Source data
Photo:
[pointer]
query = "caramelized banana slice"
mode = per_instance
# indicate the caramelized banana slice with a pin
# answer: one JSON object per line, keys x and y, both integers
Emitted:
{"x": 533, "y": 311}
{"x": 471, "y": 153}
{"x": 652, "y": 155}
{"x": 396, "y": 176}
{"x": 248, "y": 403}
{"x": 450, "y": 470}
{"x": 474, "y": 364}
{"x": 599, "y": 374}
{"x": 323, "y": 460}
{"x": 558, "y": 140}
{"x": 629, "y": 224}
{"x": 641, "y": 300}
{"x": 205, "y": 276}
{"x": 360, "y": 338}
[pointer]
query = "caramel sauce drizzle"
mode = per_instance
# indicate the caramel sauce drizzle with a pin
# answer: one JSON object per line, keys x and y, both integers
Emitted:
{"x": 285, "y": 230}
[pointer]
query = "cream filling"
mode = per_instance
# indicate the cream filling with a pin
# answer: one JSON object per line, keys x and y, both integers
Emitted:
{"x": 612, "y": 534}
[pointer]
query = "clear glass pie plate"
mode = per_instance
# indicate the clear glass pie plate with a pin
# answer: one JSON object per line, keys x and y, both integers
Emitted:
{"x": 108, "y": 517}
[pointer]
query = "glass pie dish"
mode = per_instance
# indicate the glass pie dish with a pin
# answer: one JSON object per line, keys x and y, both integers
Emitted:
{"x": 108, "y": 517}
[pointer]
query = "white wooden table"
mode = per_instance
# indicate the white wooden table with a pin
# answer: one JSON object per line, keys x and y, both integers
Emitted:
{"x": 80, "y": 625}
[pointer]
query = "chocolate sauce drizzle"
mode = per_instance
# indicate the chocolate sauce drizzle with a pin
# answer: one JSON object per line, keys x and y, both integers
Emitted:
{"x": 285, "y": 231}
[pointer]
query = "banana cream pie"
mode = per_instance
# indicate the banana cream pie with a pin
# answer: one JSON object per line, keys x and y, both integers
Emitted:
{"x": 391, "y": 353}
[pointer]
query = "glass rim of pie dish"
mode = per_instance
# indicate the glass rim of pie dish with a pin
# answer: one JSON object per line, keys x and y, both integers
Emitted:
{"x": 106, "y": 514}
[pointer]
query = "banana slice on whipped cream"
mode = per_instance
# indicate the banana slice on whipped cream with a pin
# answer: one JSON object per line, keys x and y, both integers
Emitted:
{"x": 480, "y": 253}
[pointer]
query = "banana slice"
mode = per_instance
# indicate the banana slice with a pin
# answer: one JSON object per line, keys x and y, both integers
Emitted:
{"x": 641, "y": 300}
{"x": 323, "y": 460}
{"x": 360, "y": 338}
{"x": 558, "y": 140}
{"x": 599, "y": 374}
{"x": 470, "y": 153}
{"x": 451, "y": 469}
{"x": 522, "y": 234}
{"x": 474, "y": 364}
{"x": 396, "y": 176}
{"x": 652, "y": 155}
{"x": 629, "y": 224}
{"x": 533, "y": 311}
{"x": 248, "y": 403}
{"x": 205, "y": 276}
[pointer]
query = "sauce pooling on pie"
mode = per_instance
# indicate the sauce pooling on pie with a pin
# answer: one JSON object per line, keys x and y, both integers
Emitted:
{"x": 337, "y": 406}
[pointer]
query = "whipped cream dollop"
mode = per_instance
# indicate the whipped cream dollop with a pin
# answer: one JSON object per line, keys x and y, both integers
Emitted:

### WORK REQUIRED
Using the listing above, reproduce each line without omission.

### RESULT OF THE EXERCISE
Photo:
[pointer]
query = "caramelized banana slice"
mode = per_instance
# indicate the caramelized banana slice with a pin
# answer: one JSON object per line, keys x and y, both integers
Emitted:
{"x": 533, "y": 311}
{"x": 471, "y": 153}
{"x": 652, "y": 155}
{"x": 396, "y": 176}
{"x": 248, "y": 403}
{"x": 450, "y": 470}
{"x": 474, "y": 364}
{"x": 599, "y": 374}
{"x": 323, "y": 460}
{"x": 558, "y": 140}
{"x": 629, "y": 224}
{"x": 641, "y": 300}
{"x": 205, "y": 276}
{"x": 360, "y": 338}
[pointer]
query = "caramel sauce drizzle"
mode = per_instance
# indicate the caramel sauce drizzle with a pin
# answer: one JSON object per line, keys x and y, both integers
Emitted:
{"x": 285, "y": 230}
[pointer]
query = "cream filling"
mode = per_instance
# indicate the cream filling with a pin
# answer: one JSON object per line, keys x and y, both integers
Emitted:
{"x": 612, "y": 534}
[pointer]
query = "clear glass pie plate"
mode = per_instance
# indicate the clear glass pie plate with a pin
# answer: one JSON object per line, keys x and y, both integers
Emitted:
{"x": 108, "y": 517}
[pointer]
query = "glass pie dish"
mode = per_instance
# indicate the glass pie dish with a pin
# answer: one JSON object per line, keys x and y, both integers
Emitted:
{"x": 108, "y": 517}
[pointer]
query = "white wooden table"
mode = per_instance
# indicate the white wooden table with a pin
# answer: one JSON object per line, keys x and y, both integers
Emitted:
{"x": 80, "y": 625}
[pointer]
query = "chocolate sauce drizzle"
mode = per_instance
# indicate the chocolate sauce drizzle with a pin
# answer: one JSON object per line, keys x and y, both integers
Emitted:
{"x": 285, "y": 231}
[pointer]
query = "banana cream pie"
mode = per_instance
# indicate the banana cream pie with a pin
# answer: one JSON object per line, keys x and y, both integers
Emitted:
{"x": 391, "y": 353}
[pointer]
query = "glass rim of pie dish"
mode = per_instance
# indicate the glass rim of pie dish with a pin
# answer: one JSON object per line, keys x and y, both integers
Emitted:
{"x": 106, "y": 514}
[pointer]
query = "banana slice on whipped cream"
mode = per_instance
# indicate the banana slice on whipped cream with a pin
# answer: one JSON object per line, keys x and y, both integers
Emitted:
{"x": 480, "y": 253}
[pointer]
query = "banana slice"
mode = per_instance
# indicate the banana slice with a pin
# answer: one JSON object per line, keys x and y, both integers
Emitted:
{"x": 641, "y": 300}
{"x": 323, "y": 460}
{"x": 360, "y": 338}
{"x": 558, "y": 140}
{"x": 599, "y": 374}
{"x": 470, "y": 153}
{"x": 451, "y": 469}
{"x": 522, "y": 234}
{"x": 474, "y": 364}
{"x": 396, "y": 176}
{"x": 652, "y": 155}
{"x": 629, "y": 224}
{"x": 533, "y": 311}
{"x": 248, "y": 403}
{"x": 205, "y": 276}
[pointer]
query = "sauce pooling on pie"
mode = per_instance
# indicate the sauce pooling on pie with a pin
# answer: one JSON object per line, keys x and y, both integers
Emitted:
{"x": 337, "y": 406}
[pointer]
query = "whipped cream dollop"
mode = per_instance
# indicate the whipped cream dollop with a pin
# answer: one JSON object per line, keys x and y, both integers
Emitted:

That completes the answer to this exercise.